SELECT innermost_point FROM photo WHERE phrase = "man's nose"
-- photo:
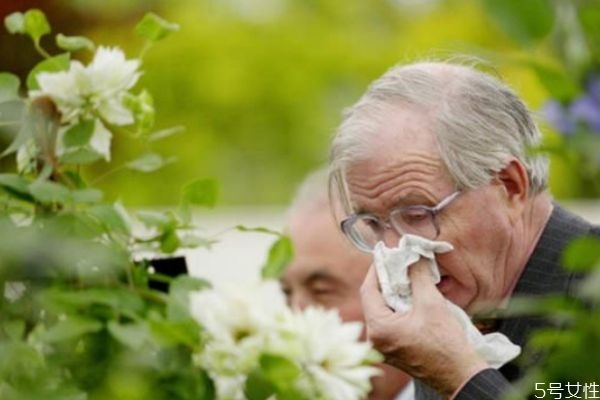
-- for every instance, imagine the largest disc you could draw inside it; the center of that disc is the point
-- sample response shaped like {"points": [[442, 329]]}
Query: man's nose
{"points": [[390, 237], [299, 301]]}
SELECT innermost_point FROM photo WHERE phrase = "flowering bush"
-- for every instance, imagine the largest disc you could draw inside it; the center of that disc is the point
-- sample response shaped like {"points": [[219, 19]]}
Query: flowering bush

━━━━

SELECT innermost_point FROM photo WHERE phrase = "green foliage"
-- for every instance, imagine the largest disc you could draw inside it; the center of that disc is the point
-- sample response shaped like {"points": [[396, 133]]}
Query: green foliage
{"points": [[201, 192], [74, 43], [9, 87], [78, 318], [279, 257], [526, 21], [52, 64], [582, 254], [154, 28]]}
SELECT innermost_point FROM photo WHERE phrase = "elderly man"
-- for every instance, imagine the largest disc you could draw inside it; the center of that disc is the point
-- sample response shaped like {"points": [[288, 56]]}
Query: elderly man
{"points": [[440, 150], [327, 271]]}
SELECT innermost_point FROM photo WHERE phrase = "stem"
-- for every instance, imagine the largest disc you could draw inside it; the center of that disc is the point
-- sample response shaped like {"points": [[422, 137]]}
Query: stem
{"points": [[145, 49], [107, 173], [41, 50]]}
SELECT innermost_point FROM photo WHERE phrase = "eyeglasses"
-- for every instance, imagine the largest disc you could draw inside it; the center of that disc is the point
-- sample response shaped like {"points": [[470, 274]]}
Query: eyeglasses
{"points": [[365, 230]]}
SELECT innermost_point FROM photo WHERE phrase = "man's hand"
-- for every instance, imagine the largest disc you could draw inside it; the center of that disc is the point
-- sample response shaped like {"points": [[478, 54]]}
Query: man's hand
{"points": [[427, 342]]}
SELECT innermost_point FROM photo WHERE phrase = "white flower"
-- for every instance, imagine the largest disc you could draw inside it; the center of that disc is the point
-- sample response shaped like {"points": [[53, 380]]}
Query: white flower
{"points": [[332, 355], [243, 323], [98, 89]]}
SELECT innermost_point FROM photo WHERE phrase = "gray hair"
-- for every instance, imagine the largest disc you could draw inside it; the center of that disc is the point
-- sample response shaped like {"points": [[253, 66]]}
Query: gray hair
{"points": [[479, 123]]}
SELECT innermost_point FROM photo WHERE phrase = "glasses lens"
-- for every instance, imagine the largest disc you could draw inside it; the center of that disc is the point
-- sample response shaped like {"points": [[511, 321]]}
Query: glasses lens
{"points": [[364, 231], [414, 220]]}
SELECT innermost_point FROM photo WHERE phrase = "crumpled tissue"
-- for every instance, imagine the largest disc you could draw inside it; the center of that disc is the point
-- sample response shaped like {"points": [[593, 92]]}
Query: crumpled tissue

━━━━

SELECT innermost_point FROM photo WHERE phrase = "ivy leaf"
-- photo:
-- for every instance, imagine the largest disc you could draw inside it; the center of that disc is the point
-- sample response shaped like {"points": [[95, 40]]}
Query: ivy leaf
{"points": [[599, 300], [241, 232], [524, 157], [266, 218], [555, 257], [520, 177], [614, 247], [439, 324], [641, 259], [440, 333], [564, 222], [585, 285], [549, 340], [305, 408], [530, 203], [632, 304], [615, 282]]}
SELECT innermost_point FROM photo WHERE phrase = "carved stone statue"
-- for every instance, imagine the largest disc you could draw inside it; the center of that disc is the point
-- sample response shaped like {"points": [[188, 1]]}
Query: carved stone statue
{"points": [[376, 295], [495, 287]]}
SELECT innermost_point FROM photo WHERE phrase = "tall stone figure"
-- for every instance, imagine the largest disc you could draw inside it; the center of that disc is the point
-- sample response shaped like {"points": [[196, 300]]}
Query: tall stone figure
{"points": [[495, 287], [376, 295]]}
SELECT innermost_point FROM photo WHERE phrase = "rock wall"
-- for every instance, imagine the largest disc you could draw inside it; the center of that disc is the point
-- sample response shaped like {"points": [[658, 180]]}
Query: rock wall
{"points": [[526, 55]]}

━━━━

### Task
Extract every line of the material above that contains the string "tissue", treating uppercase and lowercase as distinct.

### Response
SELECT innermost_point FROM photo WHERE phrase = "crumpled tissue"
Query: crumpled tissue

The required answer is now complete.